**TASK DETAILS**
Repeat the records below exactly, leaving out every picture.

**Records excerpted from a collection**
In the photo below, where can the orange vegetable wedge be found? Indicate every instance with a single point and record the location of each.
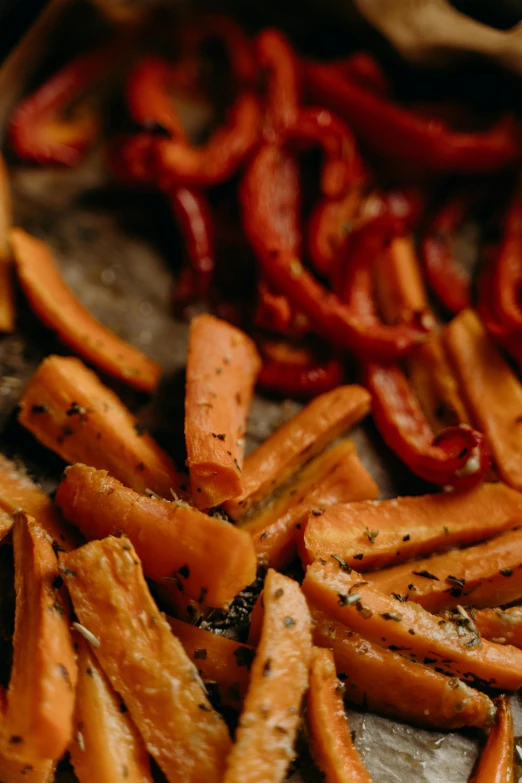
(59, 309)
(401, 296)
(222, 367)
(106, 744)
(69, 410)
(488, 574)
(491, 391)
(329, 734)
(211, 559)
(270, 718)
(386, 682)
(17, 491)
(7, 296)
(337, 476)
(144, 662)
(40, 700)
(495, 764)
(502, 626)
(222, 663)
(372, 534)
(307, 434)
(389, 622)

**WRITTEN RESPONSE**
In the photo below, where can the orange vegetable wedge be found? Indicate every instance with a single point and record the location of each.
(59, 309)
(401, 296)
(222, 367)
(106, 744)
(69, 410)
(488, 574)
(491, 391)
(329, 734)
(211, 559)
(270, 718)
(386, 682)
(17, 491)
(7, 296)
(337, 476)
(144, 662)
(40, 700)
(495, 764)
(502, 626)
(222, 663)
(372, 534)
(307, 434)
(389, 622)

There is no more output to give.